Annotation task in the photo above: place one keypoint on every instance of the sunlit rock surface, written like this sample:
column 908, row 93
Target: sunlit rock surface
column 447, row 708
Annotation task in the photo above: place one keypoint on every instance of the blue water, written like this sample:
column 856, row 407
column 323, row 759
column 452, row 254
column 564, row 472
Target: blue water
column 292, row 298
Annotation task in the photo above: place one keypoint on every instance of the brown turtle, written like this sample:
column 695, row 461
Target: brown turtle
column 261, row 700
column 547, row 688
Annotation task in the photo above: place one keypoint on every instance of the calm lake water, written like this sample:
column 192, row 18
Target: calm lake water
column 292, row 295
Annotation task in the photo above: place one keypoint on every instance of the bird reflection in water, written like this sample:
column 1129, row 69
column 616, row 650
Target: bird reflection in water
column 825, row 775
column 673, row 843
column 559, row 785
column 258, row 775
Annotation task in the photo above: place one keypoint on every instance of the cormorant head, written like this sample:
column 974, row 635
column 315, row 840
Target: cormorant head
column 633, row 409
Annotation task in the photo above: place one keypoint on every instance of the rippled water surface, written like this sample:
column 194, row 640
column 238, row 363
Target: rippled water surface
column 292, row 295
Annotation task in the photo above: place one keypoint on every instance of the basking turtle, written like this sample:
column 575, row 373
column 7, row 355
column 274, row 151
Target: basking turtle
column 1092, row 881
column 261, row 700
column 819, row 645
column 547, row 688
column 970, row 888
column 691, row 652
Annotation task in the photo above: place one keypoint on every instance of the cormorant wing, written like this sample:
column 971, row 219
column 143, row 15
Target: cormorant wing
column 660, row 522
※
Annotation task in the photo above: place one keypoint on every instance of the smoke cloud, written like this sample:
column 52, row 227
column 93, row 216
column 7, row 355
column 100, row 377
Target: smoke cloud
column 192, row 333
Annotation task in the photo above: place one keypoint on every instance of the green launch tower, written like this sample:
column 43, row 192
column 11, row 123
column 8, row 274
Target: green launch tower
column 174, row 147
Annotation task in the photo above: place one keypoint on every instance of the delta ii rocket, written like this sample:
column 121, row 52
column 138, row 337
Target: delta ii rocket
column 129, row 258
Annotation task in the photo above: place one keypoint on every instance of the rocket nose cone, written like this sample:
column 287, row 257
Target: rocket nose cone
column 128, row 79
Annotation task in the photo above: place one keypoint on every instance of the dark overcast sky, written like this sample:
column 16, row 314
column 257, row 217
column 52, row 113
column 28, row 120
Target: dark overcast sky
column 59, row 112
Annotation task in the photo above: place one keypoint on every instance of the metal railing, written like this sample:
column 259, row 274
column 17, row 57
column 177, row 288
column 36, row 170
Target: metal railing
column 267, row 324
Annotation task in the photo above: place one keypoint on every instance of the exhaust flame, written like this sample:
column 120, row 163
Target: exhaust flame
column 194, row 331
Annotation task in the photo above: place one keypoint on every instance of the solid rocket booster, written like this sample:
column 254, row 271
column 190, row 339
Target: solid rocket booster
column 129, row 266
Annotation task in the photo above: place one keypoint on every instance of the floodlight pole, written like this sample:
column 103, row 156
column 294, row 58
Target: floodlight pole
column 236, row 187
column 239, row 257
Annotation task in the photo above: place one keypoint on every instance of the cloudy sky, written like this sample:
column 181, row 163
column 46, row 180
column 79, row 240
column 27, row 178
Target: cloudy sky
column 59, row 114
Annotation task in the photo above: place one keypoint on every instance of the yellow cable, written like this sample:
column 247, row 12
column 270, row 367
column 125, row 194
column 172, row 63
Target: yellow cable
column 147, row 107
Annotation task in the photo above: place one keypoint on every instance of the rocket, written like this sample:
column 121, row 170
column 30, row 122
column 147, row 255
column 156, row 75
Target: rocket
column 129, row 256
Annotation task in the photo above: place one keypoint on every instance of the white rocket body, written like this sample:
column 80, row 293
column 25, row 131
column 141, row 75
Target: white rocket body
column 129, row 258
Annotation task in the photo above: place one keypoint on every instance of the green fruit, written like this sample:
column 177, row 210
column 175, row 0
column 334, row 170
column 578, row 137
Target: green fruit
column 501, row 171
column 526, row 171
※
* Directions
Write out the rows above exactly as they appear, everything from the line containing "of the basking" down to the line containing "column 970, row 888", with both of those lines included.

* Answer to the problem
Annotation task in the photo above: place one keypoint on every instance of the basking turtle, written like this sample:
column 575, row 373
column 7, row 355
column 274, row 151
Target: basking turtle
column 1092, row 881
column 261, row 700
column 819, row 645
column 547, row 688
column 970, row 888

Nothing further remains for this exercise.